[Coordinate annotation entries]
## START
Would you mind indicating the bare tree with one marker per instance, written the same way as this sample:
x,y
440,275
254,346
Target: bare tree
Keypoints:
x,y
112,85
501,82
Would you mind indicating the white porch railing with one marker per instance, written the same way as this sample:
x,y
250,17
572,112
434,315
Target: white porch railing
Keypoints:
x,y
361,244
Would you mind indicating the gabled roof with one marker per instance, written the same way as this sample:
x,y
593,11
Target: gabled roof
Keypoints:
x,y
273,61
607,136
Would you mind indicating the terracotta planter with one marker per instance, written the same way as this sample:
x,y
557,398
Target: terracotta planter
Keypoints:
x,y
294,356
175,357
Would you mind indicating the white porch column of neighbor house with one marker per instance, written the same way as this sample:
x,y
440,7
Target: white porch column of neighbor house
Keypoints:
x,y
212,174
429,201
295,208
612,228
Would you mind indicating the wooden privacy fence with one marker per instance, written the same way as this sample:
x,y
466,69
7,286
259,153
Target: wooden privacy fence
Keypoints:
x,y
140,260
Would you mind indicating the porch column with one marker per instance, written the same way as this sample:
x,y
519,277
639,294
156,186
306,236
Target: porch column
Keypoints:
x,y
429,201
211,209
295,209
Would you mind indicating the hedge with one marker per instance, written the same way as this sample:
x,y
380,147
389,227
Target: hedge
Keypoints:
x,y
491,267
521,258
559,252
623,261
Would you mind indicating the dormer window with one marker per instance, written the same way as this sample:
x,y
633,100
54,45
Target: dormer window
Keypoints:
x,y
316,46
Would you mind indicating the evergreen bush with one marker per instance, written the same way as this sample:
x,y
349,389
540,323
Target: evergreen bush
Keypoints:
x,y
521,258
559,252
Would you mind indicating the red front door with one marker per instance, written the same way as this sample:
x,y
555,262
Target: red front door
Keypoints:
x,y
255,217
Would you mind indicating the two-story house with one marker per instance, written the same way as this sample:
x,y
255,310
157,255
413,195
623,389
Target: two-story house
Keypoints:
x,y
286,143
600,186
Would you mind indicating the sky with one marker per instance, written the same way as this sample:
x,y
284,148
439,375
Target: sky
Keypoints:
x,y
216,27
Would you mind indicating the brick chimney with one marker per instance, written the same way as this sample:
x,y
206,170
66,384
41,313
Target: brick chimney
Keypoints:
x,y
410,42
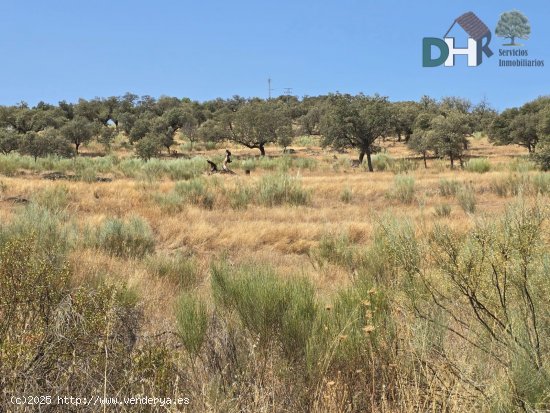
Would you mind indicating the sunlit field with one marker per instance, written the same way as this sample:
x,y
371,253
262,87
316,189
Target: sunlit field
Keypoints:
x,y
298,283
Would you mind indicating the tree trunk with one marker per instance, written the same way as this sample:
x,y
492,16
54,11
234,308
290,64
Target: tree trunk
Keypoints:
x,y
369,161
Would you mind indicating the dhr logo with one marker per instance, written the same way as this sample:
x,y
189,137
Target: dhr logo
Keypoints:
x,y
479,37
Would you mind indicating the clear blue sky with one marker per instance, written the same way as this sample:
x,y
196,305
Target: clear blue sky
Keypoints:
x,y
59,49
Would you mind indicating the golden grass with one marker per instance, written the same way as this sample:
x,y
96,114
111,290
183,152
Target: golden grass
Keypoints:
x,y
281,235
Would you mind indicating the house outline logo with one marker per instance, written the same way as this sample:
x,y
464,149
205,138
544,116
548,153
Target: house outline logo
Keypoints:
x,y
479,38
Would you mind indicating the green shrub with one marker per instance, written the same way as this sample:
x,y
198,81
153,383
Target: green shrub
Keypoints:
x,y
346,195
240,197
267,306
466,197
55,199
521,165
542,157
274,190
170,203
196,192
442,210
448,188
49,227
510,185
381,161
403,189
541,183
125,238
192,322
478,165
403,166
334,249
179,269
185,169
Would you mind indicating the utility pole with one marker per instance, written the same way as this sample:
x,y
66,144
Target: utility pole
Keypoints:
x,y
287,92
269,89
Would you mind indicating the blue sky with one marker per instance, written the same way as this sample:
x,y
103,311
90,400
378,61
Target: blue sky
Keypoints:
x,y
59,49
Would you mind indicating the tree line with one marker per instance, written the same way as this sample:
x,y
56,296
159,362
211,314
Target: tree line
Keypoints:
x,y
431,128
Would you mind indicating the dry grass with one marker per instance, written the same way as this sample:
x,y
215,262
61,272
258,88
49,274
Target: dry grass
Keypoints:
x,y
282,236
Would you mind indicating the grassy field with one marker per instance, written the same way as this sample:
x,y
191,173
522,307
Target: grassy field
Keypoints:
x,y
306,285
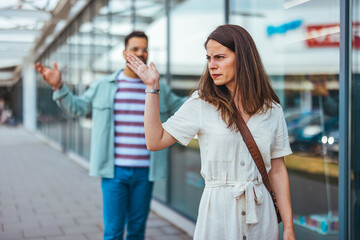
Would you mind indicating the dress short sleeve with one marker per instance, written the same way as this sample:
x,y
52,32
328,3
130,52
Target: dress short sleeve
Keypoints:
## END
Convert every line above into a JSON list of strings, one string per line, skipping any blank lines. Leave out the picture lines.

> _THE RESULT_
[
  "Would you mind indicating the bare tree with one marker per instance, written the same way as this sample:",
  "x,y",
  "440,275",
  "254,346",
  "Target: bare tree",
  "Keypoints:",
  "x,y",
  "112,85",
  "501,82",
  "Would you mind indicating the white porch railing with one marker per instance, written the same way as this sample:",
  "x,y",
  "250,17",
  "572,112",
  "434,315",
  "Target: white porch railing",
  "Keypoints:",
  "x,y",
  "361,244",
  "Would you mind indicating the gabled roof with one marker per instance, written the same way as this sample:",
  "x,y",
  "593,11",
  "Target: gabled roof",
  "Keypoints:",
  "x,y",
  "273,61",
  "607,136",
  "Would you mind indicating the terracotta planter with one marker per instance, written the same way as this sample:",
  "x,y",
  "557,398",
  "Target: terracotta planter",
  "Keypoints:",
  "x,y",
  "294,356",
  "175,357",
  "Would you mind indicating the white porch column of neighbor house with one marker per instance, written the same way as this sample:",
  "x,y",
  "440,7",
  "Target: white porch column of neighbor house",
  "Keypoints:",
  "x,y",
  "212,174",
  "429,201",
  "295,208",
  "612,228",
  "Would you mind indicating the wooden privacy fence with one marker per instance, written the same way as this sample:",
  "x,y",
  "466,69",
  "7,286",
  "259,153",
  "Target: wooden privacy fence",
  "Keypoints:",
  "x,y",
  "140,260",
  "Would you mind indicating the porch column with one marker per instance, written the same way as this sample:",
  "x,y",
  "519,277",
  "639,294",
  "156,186",
  "306,236",
  "Target: porch column",
  "Keypoints:",
  "x,y",
  "429,201",
  "211,209",
  "295,209",
  "Would you mind indicating the hedge with one marker per instance, written the same way as this sample:",
  "x,y",
  "380,147",
  "389,227",
  "Target: hedge",
  "Keypoints:",
  "x,y",
  "491,267",
  "521,258",
  "559,252",
  "623,261",
  "Would you mind indicating the dormer window with one marker per instance, written the same way as this sample:",
  "x,y",
  "633,100",
  "54,45",
  "Target: dormer window",
  "Keypoints:",
  "x,y",
  "316,46",
  "Would you mind indicating the evergreen bush with one marker per instance, written the same way as this sample:",
  "x,y",
  "349,389",
  "540,323",
  "Target: evergreen bush",
  "Keypoints:",
  "x,y",
  "521,258",
  "559,252",
  "Would you mind indicating the red front door with one marker per instance, written the same way as this sample:",
  "x,y",
  "555,262",
  "Target: red front door",
  "Keypoints:",
  "x,y",
  "255,217",
  "Would you mind indicating the two-story house with one marker per instance, written the same way as this sample:",
  "x,y",
  "255,310",
  "157,255",
  "413,195",
  "623,389",
  "Target: two-story house",
  "Keypoints:",
  "x,y",
  "286,143",
  "600,186",
  "Would you mind indicating the sky with one marker per instance, written the same way as this sample:",
  "x,y",
  "284,148",
  "439,375",
  "Target: sky",
  "Keypoints:",
  "x,y",
  "216,27",
  "Would you mind indicating the brick chimney with one marker per instance, written the same way as this sample:",
  "x,y",
  "206,170",
  "66,384",
  "41,313",
  "Target: brick chimney",
  "Keypoints:",
  "x,y",
  "410,42",
  "Would you mind indicating the sunlit field with one marker per instance, written the same way as this sample:",
  "x,y",
  "371,253",
  "262,87",
  "316,189",
  "Target: sunlit field",
  "Keypoints:",
  "x,y",
  "298,283",
  "Would you mind indicating the tree trunk with one marker per instance, written the same way as this sample:",
  "x,y",
  "492,16",
  "54,11",
  "234,308",
  "290,64",
  "Target: tree trunk",
  "Keypoints:",
  "x,y",
  "369,161",
  "Would you mind indicating the dhr logo with one marker per instance, written the same way as this sample:",
  "x,y",
  "189,137",
  "Target: dhr logo",
  "Keypoints:",
  "x,y",
  "479,37",
  "Would you mind indicating the clear blue sky with one marker per instance, written the same way as this sample:",
  "x,y",
  "196,305",
  "Target: clear blue sky",
  "Keypoints:",
  "x,y",
  "59,49",
  "Would you mind indicating the golden grass with one marker per instance, written the same way as this sample:",
  "x,y",
  "96,114",
  "111,290",
  "183,152",
  "Target: golden grass",
  "Keypoints:",
  "x,y",
  "281,235",
  "Would you mind indicating the house outline logo with one marker per instance, written the same way as this sample:",
  "x,y",
  "464,149",
  "205,138",
  "544,116",
  "548,153",
  "Target: house outline logo",
  "Keypoints:",
  "x,y",
  "479,38",
  "Would you mind indicating the green shrub with one marker per instance, written the same way as this sample:",
  "x,y",
  "198,81",
  "153,383",
  "Target: green shrub",
  "Keypoints:",
  "x,y",
  "346,195",
  "240,197",
  "267,306",
  "466,197",
  "55,199",
  "521,165",
  "542,157",
  "274,190",
  "170,203",
  "196,192",
  "442,210",
  "448,188",
  "49,227",
  "510,185",
  "381,161",
  "403,189",
  "541,183",
  "125,238",
  "192,322",
  "478,165",
  "403,166",
  "334,249",
  "179,269",
  "185,169",
  "Would you mind indicating the utility pole with one marker per instance, written the same way as this sample:",
  "x,y",
  "66,144",
  "Target: utility pole",
  "Keypoints:",
  "x,y",
  "287,92",
  "269,89",
  "Would you mind indicating the blue sky with one marker per instance, written the same way as this sample:",
  "x,y",
  "103,311",
  "90,400",
  "378,61",
  "Target: blue sky",
  "Keypoints:",
  "x,y",
  "59,49",
  "Would you mind indicating the tree line with one marker per instance, written the same way as this sample:",
  "x,y",
  "56,296",
  "159,362",
  "211,314",
  "Target: tree line",
  "Keypoints:",
  "x,y",
  "431,128",
  "Would you mind indicating the dry grass with one marker per instance, written the same way as this sample:",
  "x,y",
  "215,262",
  "61,272",
  "258,88",
  "49,274",
  "Target: dry grass",
  "Keypoints:",
  "x,y",
  "282,236",
  "Would you mind indicating the grassy field with one marker per instance, written the same way as this sample:",
  "x,y",
  "191,173",
  "522,307",
  "Target: grassy field",
  "Keypoints:",
  "x,y",
  "306,285",
  "Would you mind indicating the dress short sleeve with one marker per instance, written the same way as this sample:",
  "x,y",
  "52,32",
  "328,3",
  "130,52",
  "Target: dress short sleeve",
  "Keypoints:"
]